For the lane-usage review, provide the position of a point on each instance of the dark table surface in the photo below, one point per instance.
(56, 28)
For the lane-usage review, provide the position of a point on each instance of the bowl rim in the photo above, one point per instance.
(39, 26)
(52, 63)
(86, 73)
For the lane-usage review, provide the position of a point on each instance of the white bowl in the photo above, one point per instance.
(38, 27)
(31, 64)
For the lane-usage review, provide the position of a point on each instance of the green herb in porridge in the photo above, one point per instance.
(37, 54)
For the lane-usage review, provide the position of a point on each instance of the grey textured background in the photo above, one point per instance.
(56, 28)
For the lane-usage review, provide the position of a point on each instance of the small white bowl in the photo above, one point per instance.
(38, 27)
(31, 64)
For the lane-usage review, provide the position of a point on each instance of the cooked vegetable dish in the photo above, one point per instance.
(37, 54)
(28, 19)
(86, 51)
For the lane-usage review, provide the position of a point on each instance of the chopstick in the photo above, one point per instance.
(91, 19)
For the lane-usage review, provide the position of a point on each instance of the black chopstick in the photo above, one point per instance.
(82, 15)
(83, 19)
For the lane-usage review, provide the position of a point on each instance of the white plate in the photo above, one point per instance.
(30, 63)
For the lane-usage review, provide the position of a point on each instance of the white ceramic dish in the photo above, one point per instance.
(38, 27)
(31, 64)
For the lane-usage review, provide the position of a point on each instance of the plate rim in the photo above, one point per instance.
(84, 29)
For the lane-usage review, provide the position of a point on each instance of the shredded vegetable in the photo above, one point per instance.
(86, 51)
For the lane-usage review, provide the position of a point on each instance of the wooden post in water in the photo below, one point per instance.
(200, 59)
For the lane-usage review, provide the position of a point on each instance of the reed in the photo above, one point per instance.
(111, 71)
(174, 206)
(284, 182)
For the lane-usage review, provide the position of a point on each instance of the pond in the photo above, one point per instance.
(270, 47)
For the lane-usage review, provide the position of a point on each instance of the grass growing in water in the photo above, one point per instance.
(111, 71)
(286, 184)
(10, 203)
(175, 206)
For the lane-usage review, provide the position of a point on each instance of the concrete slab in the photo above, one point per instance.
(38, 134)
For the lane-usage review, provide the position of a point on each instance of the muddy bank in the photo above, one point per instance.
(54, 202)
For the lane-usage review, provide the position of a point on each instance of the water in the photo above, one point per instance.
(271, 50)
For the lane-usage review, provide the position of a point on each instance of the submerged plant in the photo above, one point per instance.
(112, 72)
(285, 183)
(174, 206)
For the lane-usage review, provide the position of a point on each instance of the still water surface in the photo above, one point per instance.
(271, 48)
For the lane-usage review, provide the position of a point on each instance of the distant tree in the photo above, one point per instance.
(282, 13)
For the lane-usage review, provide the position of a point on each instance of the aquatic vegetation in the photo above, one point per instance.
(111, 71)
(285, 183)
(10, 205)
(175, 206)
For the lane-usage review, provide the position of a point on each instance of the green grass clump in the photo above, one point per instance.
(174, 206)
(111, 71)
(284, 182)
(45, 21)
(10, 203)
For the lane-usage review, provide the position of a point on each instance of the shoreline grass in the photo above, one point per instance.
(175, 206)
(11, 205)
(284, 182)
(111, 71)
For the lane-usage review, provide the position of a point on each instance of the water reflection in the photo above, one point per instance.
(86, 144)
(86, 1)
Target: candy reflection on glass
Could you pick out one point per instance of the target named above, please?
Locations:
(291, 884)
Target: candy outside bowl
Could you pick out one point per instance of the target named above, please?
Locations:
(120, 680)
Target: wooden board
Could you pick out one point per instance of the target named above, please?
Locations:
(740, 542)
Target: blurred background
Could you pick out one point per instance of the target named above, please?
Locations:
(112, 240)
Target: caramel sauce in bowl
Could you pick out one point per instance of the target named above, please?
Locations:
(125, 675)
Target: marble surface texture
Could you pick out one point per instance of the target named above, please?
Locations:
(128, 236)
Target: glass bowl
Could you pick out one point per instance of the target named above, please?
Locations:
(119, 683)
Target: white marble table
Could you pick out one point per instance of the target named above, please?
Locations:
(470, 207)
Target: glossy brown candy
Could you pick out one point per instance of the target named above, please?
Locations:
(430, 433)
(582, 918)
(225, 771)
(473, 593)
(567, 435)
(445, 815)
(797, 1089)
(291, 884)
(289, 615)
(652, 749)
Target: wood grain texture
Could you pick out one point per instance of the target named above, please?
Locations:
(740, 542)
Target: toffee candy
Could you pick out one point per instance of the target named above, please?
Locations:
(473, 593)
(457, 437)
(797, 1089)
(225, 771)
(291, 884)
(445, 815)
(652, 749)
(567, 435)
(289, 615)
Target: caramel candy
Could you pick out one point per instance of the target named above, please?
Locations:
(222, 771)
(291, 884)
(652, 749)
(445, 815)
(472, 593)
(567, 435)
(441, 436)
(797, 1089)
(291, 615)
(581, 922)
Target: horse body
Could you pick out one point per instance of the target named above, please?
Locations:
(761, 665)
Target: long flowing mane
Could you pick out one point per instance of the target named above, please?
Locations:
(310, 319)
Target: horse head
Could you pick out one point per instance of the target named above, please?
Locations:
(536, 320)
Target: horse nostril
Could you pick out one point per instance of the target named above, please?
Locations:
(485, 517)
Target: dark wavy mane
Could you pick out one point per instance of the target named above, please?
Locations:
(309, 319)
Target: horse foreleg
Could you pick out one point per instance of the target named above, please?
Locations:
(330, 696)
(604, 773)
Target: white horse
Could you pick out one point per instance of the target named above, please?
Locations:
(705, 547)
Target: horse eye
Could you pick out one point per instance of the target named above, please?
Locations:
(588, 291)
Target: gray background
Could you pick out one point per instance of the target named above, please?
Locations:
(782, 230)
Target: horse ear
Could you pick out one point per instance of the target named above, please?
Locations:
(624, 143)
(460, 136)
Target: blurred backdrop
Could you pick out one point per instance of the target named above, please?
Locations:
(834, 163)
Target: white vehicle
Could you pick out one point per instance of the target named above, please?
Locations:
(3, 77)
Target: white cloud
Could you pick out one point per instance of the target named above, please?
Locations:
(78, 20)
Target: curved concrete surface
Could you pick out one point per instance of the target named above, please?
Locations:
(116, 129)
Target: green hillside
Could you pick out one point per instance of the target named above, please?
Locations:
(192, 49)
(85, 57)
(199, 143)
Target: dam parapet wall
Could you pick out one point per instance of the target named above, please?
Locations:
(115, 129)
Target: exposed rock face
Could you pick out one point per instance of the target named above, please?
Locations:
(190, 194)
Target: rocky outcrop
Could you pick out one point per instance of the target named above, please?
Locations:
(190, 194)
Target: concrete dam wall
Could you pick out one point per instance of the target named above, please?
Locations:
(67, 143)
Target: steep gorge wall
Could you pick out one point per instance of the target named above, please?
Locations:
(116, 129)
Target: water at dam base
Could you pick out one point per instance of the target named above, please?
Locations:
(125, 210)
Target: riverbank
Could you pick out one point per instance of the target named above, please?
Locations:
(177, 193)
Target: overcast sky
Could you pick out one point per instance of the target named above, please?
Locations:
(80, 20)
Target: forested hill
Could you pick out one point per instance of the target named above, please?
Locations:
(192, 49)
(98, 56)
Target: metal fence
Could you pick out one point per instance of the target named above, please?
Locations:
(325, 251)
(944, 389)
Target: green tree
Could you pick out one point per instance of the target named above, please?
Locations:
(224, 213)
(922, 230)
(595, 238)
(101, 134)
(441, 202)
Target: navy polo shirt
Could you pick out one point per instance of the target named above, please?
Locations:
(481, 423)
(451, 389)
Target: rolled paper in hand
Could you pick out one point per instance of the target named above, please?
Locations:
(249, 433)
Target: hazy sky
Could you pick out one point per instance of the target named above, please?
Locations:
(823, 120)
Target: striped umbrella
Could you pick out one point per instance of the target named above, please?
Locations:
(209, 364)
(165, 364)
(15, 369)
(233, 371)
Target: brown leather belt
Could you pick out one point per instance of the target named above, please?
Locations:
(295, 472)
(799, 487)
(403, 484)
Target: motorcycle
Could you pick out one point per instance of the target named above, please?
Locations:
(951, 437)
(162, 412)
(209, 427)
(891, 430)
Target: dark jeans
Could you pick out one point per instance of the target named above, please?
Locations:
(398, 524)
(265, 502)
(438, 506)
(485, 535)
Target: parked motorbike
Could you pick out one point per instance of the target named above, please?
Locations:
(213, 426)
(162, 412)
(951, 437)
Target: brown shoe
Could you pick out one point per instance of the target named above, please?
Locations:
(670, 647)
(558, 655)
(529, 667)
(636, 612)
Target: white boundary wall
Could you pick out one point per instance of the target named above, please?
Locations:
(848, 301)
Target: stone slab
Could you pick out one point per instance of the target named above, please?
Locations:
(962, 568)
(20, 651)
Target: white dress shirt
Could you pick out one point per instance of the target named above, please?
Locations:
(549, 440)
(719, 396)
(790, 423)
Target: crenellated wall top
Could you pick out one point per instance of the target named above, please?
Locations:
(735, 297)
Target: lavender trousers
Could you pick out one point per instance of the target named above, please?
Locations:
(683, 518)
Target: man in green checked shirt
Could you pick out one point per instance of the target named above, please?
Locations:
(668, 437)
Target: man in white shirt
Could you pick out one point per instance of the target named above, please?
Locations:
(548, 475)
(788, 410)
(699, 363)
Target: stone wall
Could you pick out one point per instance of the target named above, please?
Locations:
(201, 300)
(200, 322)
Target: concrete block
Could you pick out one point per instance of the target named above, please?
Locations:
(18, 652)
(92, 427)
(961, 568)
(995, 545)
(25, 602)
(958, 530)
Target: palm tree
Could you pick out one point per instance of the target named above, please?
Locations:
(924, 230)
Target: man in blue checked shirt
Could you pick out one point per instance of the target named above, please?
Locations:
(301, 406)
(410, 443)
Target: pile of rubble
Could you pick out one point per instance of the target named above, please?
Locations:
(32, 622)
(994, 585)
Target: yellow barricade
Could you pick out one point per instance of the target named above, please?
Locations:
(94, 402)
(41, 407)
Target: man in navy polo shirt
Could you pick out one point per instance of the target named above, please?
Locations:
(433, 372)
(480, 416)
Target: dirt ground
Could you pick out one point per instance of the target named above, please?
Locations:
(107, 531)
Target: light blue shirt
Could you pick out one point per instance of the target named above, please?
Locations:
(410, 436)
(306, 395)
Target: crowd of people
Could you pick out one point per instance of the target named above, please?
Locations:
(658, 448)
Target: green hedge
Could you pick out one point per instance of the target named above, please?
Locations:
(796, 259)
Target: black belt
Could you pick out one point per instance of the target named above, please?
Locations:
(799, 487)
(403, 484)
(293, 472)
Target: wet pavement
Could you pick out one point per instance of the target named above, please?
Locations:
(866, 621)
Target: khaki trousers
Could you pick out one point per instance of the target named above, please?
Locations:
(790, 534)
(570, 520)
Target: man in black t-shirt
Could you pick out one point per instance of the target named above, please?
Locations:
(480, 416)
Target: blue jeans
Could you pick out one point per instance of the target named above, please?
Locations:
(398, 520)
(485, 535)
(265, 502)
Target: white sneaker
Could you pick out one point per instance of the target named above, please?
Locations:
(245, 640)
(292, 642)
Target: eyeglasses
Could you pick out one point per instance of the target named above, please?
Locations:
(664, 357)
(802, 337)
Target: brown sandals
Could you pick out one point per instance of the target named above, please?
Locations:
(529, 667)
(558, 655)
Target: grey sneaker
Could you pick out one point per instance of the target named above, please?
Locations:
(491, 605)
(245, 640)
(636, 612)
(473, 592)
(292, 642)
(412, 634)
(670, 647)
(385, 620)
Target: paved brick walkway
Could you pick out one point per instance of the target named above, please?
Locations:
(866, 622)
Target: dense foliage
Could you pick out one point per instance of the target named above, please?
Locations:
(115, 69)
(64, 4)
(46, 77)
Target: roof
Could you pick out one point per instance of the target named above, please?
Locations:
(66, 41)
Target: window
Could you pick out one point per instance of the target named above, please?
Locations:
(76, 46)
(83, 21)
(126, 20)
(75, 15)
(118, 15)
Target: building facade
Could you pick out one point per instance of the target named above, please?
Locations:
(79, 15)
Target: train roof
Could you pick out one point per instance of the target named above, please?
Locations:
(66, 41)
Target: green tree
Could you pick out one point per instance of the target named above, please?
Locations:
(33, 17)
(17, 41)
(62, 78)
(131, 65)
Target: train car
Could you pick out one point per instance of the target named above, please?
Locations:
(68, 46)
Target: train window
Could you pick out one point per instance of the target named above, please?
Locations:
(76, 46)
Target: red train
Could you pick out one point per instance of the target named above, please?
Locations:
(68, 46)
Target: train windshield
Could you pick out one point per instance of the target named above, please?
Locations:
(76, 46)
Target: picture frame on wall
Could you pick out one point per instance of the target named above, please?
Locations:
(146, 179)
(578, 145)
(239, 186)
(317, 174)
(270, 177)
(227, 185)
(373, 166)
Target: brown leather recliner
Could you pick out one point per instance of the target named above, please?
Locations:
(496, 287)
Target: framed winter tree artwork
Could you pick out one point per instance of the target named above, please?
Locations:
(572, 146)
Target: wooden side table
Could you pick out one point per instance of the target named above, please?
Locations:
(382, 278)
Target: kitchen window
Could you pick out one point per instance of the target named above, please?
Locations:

-*-*-

» **How to complete this task**: What you give back should be exactly the lines of the data above from the line with "Target: black belt" through the line with "Target: window", both of those included, and nothing more.

» **Result of this task**:
Target: black belt
Could you pick out one point per instance of the target named above, please?
Locations:
(799, 487)
(403, 484)
(293, 472)
Target: wet pavement
Could you pick out one point per instance of the target named above, please?
Locations:
(866, 621)
Target: khaki trousers
Could you pick out one point per instance of the target named above, please?
Locations:
(790, 534)
(570, 520)
Target: man in black t-shirt
Could you pick out one point per instance of the target named above, please?
Locations:
(480, 416)
Target: blue jeans
Could you pick out one point per instance of the target named above, please?
Locations:
(398, 520)
(485, 535)
(265, 502)
Target: white sneaker
Could you pick out one point per instance of the target named above, please?
Locations:
(245, 640)
(292, 642)
Target: eyeglasses
Could you pick out one point per instance of the target named above, please?
Locations:
(664, 357)
(802, 337)
Target: brown sandals
Could you pick out one point per instance of the target named above, please?
Locations:
(529, 667)
(558, 655)
Target: grey sneaker
Could you pick out one point per instance of the target named above, please?
Locations:
(491, 605)
(245, 640)
(636, 612)
(473, 592)
(292, 642)
(412, 634)
(670, 647)
(385, 620)
Target: paved brick walkway
Could you pick out one point per instance of the target named above, please?
Locations:
(866, 622)
Target: dense foliage
Could you pick out one point per instance of the target named above, please?
Locations:
(115, 69)
(64, 4)
(46, 77)
Target: roof
Could you pick out one point per instance of the target named above, please?
Locations:
(66, 41)
Target: window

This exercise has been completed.